◆ Stored data ◆
= Beginning of Section =

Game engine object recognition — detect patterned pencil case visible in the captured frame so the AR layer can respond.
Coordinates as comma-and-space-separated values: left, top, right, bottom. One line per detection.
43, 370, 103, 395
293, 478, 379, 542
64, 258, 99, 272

= End of Section =

Every record must be output again with its wording unchanged.

◆ Task response ◆
Game engine object recognition — detect patterned pencil case visible in the captured frame so the AR layer can respond.
Coordinates as comma-and-space-separated values: left, top, right, bottom. One line per detection.
43, 370, 103, 395
293, 478, 379, 542
64, 258, 99, 272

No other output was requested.